──────── Source records ────────

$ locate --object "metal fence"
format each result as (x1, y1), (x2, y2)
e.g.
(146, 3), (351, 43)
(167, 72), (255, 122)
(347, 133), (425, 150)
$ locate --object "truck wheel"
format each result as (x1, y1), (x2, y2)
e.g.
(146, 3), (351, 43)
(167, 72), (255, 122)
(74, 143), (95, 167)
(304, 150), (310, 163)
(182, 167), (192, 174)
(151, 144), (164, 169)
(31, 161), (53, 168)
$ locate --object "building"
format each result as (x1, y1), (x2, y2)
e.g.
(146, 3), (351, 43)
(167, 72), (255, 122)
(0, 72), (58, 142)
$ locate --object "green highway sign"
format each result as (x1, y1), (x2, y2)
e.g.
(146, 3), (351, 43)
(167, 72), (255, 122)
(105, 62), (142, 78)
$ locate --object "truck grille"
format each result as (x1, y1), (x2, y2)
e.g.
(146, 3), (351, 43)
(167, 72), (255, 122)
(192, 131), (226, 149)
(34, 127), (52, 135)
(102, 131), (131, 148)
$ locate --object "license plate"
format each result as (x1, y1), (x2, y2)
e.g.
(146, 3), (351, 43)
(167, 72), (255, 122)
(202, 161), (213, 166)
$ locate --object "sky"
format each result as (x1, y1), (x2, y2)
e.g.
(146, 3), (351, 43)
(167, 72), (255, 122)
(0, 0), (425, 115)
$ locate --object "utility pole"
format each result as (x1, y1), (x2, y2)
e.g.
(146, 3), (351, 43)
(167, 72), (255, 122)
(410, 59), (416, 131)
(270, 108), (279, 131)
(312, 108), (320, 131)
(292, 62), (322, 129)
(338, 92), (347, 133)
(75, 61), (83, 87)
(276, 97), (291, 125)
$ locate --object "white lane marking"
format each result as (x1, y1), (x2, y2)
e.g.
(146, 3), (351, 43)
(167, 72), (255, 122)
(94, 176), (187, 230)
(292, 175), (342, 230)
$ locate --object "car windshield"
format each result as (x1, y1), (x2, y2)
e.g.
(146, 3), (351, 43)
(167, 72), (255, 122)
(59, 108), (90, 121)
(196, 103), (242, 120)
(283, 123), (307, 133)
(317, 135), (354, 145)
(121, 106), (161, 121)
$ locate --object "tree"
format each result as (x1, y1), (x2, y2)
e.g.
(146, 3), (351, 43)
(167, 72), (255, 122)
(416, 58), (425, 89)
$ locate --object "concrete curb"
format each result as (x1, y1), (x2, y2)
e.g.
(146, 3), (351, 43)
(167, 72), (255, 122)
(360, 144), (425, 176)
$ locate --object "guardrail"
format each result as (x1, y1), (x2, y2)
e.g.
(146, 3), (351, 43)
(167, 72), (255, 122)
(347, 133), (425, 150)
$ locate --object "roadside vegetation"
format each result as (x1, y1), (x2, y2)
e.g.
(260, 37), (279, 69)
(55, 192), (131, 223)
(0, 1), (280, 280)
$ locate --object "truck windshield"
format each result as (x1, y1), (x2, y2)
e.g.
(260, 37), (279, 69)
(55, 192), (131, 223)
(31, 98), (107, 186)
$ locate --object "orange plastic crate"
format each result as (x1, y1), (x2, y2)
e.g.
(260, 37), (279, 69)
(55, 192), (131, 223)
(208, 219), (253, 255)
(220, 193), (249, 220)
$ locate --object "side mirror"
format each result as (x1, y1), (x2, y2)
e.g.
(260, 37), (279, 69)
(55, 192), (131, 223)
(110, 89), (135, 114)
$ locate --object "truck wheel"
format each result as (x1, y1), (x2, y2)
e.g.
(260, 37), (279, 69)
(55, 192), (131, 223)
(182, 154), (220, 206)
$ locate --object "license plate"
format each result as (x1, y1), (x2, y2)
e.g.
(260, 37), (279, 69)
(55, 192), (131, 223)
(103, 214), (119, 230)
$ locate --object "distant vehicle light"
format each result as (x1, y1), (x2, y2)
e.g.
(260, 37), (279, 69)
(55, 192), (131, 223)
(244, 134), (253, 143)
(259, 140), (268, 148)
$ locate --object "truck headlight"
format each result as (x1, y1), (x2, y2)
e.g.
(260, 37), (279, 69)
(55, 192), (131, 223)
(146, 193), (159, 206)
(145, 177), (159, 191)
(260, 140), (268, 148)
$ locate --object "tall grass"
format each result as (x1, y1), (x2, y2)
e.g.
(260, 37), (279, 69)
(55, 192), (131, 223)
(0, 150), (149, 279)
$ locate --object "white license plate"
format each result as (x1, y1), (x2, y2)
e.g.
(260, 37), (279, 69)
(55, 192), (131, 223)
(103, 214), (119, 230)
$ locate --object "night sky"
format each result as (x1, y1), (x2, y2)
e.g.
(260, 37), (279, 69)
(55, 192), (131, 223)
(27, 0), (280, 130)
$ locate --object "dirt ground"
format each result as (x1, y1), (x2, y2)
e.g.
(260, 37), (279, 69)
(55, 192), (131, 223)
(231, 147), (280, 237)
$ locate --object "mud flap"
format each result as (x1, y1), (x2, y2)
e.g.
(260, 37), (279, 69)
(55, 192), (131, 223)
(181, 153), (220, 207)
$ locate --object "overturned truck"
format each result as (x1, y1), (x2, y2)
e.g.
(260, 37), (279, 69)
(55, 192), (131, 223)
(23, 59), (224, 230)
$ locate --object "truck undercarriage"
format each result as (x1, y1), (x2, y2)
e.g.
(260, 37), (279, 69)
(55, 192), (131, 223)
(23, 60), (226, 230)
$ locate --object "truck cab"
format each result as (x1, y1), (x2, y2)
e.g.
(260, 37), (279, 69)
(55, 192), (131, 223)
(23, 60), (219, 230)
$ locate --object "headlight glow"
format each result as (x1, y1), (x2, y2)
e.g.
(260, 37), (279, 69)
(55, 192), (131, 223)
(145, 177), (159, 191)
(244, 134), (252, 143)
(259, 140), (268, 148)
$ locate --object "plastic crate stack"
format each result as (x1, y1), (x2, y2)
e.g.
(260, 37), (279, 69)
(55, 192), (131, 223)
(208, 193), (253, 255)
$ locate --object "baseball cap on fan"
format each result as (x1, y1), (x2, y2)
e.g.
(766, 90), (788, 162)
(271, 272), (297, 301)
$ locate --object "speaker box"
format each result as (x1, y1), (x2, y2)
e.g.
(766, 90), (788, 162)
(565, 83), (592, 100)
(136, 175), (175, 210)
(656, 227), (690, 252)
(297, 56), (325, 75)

────────

• What you are asked to do: Please output every line of the records above as a Markdown table with the columns Row and Line, numbering the rows and leaving out blank lines.

• Solution to this exercise:
| Row | Line |
|---|---|
| 1 | $ locate --object "metal fence" |
| 2 | format each result as (x1, y1), (x2, y2) |
| 3 | e.g. |
| 4 | (146, 3), (351, 43) |
| 5 | (167, 72), (255, 122) |
| 6 | (347, 133), (425, 150) |
| 7 | $ locate --object "truck wheel" |
| 8 | format each result as (x1, y1), (x2, y2) |
| 9 | e.g. |
| 10 | (146, 3), (351, 43) |
| 11 | (167, 72), (255, 122) |
| 12 | (74, 143), (95, 167) |
| 13 | (304, 150), (310, 163) |
| 14 | (182, 167), (192, 174) |
| 15 | (151, 144), (164, 169) |
| 16 | (31, 161), (53, 168) |
| 17 | $ locate --object "building" |
| 18 | format each result as (x1, y1), (x2, y2) |
| 19 | e.g. |
| 20 | (146, 3), (351, 43) |
| 21 | (167, 72), (255, 122) |
| 22 | (0, 72), (58, 142) |
| 23 | $ locate --object "green highway sign" |
| 24 | format each result as (x1, y1), (x2, y2) |
| 25 | e.g. |
| 26 | (146, 3), (351, 43) |
| 27 | (167, 72), (255, 122) |
| 28 | (105, 62), (142, 78) |
| 29 | $ locate --object "truck grille" |
| 30 | format each result as (x1, y1), (x2, y2) |
| 31 | e.g. |
| 32 | (146, 3), (351, 43) |
| 33 | (167, 72), (255, 122) |
| 34 | (192, 131), (226, 149) |
| 35 | (34, 127), (52, 135) |
| 36 | (102, 131), (131, 148) |
| 37 | $ locate --object "license plate" |
| 38 | format each result as (x1, y1), (x2, y2) |
| 39 | e.g. |
| 40 | (146, 3), (351, 43) |
| 41 | (167, 72), (255, 122) |
| 42 | (202, 161), (213, 166) |
| 43 | $ locate --object "sky" |
| 44 | format each result as (x1, y1), (x2, y2) |
| 45 | e.g. |
| 46 | (146, 3), (351, 43) |
| 47 | (167, 72), (255, 122) |
| 48 | (0, 0), (425, 115) |
| 49 | $ locate --object "utility pole" |
| 50 | format each result as (x1, y1), (x2, y2) |
| 51 | e.g. |
| 52 | (146, 3), (351, 43) |
| 53 | (167, 72), (255, 122) |
| 54 | (410, 59), (416, 131) |
| 55 | (270, 108), (279, 131) |
| 56 | (312, 108), (320, 131) |
| 57 | (292, 62), (322, 129) |
| 58 | (338, 92), (347, 133) |
| 59 | (75, 61), (83, 87) |
| 60 | (276, 97), (291, 125) |
| 61 | $ locate --object "white lane marking" |
| 62 | format each result as (x1, y1), (x2, y2) |
| 63 | e.g. |
| 64 | (146, 3), (351, 43) |
| 65 | (167, 72), (255, 122) |
| 66 | (94, 176), (187, 230) |
| 67 | (292, 175), (342, 230) |
| 68 | $ locate --object "car windshield" |
| 69 | format each result as (x1, y1), (x2, y2) |
| 70 | e.g. |
| 71 | (146, 3), (351, 43) |
| 72 | (167, 72), (255, 122) |
| 73 | (59, 108), (90, 121) |
| 74 | (196, 103), (242, 120) |
| 75 | (283, 123), (307, 133) |
| 76 | (317, 135), (354, 145) |
| 77 | (121, 106), (161, 121) |
| 78 | $ locate --object "tree" |
| 79 | format each result as (x1, y1), (x2, y2) |
| 80 | e.g. |
| 81 | (146, 3), (351, 43) |
| 82 | (167, 72), (255, 122) |
| 83 | (416, 58), (425, 89) |
| 84 | $ locate --object "concrete curb" |
| 85 | format each result as (x1, y1), (x2, y2) |
| 86 | e.g. |
| 87 | (146, 3), (351, 43) |
| 88 | (167, 72), (255, 122) |
| 89 | (360, 144), (425, 176) |
| 90 | $ locate --object "guardrail" |
| 91 | format each result as (x1, y1), (x2, y2) |
| 92 | e.g. |
| 93 | (146, 3), (351, 43) |
| 94 | (167, 72), (255, 122) |
| 95 | (347, 133), (425, 150) |
| 96 | $ locate --object "roadside vegetation" |
| 97 | format each result as (x1, y1), (x2, y2) |
| 98 | e.g. |
| 99 | (260, 37), (279, 69) |
| 100 | (55, 192), (131, 223) |
| 101 | (0, 1), (280, 280) |
| 102 | $ locate --object "truck windshield" |
| 103 | format each result as (x1, y1), (x2, y2) |
| 104 | e.g. |
| 105 | (260, 37), (279, 69) |
| 106 | (55, 192), (131, 223) |
| 107 | (31, 98), (107, 186) |
| 108 | $ locate --object "orange plastic crate" |
| 109 | format each result as (x1, y1), (x2, y2) |
| 110 | e.g. |
| 111 | (260, 37), (279, 69) |
| 112 | (55, 192), (131, 223) |
| 113 | (208, 219), (253, 255) |
| 114 | (220, 193), (249, 220) |
| 115 | $ locate --object "side mirror" |
| 116 | format each result as (x1, y1), (x2, y2) |
| 117 | e.g. |
| 118 | (260, 37), (279, 69) |
| 119 | (55, 192), (131, 223) |
| 120 | (110, 89), (135, 114) |
| 121 | $ locate --object "truck wheel" |
| 122 | format each result as (x1, y1), (x2, y2) |
| 123 | e.g. |
| 124 | (260, 37), (279, 69) |
| 125 | (55, 192), (131, 223) |
| 126 | (182, 154), (220, 206) |
| 127 | $ locate --object "license plate" |
| 128 | format each result as (x1, y1), (x2, y2) |
| 129 | e.g. |
| 130 | (260, 37), (279, 69) |
| 131 | (55, 192), (131, 223) |
| 132 | (103, 214), (119, 230) |
| 133 | $ locate --object "distant vehicle light" |
| 134 | format each result as (x1, y1), (x2, y2) |
| 135 | e.g. |
| 136 | (260, 37), (279, 69) |
| 137 | (55, 192), (131, 223) |
| 138 | (244, 134), (253, 143) |
| 139 | (259, 140), (268, 148) |
| 140 | $ locate --object "truck headlight" |
| 141 | format each result as (x1, y1), (x2, y2) |
| 142 | e.g. |
| 143 | (260, 37), (279, 69) |
| 144 | (55, 192), (131, 223) |
| 145 | (146, 193), (159, 206) |
| 146 | (145, 177), (159, 191) |
| 147 | (260, 140), (268, 148) |
| 148 | $ locate --object "tall grass" |
| 149 | format each result as (x1, y1), (x2, y2) |
| 150 | e.g. |
| 151 | (260, 37), (279, 69) |
| 152 | (55, 192), (131, 223) |
| 153 | (0, 150), (149, 279) |
| 154 | $ locate --object "white license plate" |
| 155 | format each result as (x1, y1), (x2, y2) |
| 156 | e.g. |
| 157 | (260, 37), (279, 69) |
| 158 | (55, 192), (131, 223) |
| 159 | (103, 214), (119, 230) |
| 160 | $ locate --object "night sky" |
| 161 | format each result as (x1, y1), (x2, y2) |
| 162 | e.g. |
| 163 | (260, 37), (279, 69) |
| 164 | (55, 192), (131, 223) |
| 165 | (27, 0), (280, 130) |
| 166 | $ locate --object "dirt ground" |
| 167 | format each result as (x1, y1), (x2, y2) |
| 168 | e.g. |
| 169 | (260, 37), (279, 69) |
| 170 | (55, 192), (131, 223) |
| 171 | (231, 147), (280, 237) |
| 172 | $ locate --object "mud flap" |
| 173 | format each result as (x1, y1), (x2, y2) |
| 174 | e.g. |
| 175 | (260, 37), (279, 69) |
| 176 | (55, 192), (131, 223) |
| 177 | (181, 153), (220, 207) |
| 178 | $ locate --object "overturned truck" |
| 179 | format each result as (x1, y1), (x2, y2) |
| 180 | e.g. |
| 181 | (260, 37), (279, 69) |
| 182 | (55, 192), (131, 223) |
| 183 | (23, 59), (224, 230) |
| 184 | $ locate --object "truck undercarriage" |
| 185 | format each result as (x1, y1), (x2, y2) |
| 186 | e.g. |
| 187 | (260, 37), (279, 69) |
| 188 | (55, 192), (131, 223) |
| 189 | (23, 60), (226, 230) |
| 190 | $ locate --object "truck cab" |
| 191 | format each result as (x1, y1), (x2, y2) |
| 192 | e.g. |
| 193 | (260, 37), (279, 69) |
| 194 | (55, 192), (131, 223) |
| 195 | (23, 60), (219, 230) |
| 196 | $ locate --object "headlight glow" |
| 197 | format each result as (x1, y1), (x2, y2) |
| 198 | e.g. |
| 199 | (260, 37), (279, 69) |
| 200 | (55, 192), (131, 223) |
| 201 | (145, 177), (159, 191) |
| 202 | (244, 134), (252, 143) |
| 203 | (259, 140), (268, 148) |
| 204 | $ locate --object "plastic crate stack" |
| 205 | format each result as (x1, y1), (x2, y2) |
| 206 | e.g. |
| 207 | (260, 37), (279, 69) |
| 208 | (55, 192), (131, 223) |
| 209 | (208, 193), (253, 255) |
| 210 | $ locate --object "baseball cap on fan" |
| 211 | format each result as (x1, y1), (x2, y2) |
| 212 | e.g. |
| 213 | (766, 90), (788, 162) |
| 214 | (271, 272), (297, 301) |
| 215 | $ locate --object "speaker box" |
| 216 | format each result as (x1, y1), (x2, y2) |
| 217 | e.g. |
| 218 | (766, 90), (788, 162) |
| 219 | (565, 83), (592, 100) |
| 220 | (136, 175), (175, 210) |
| 221 | (656, 227), (690, 252) |
| 222 | (297, 56), (325, 75) |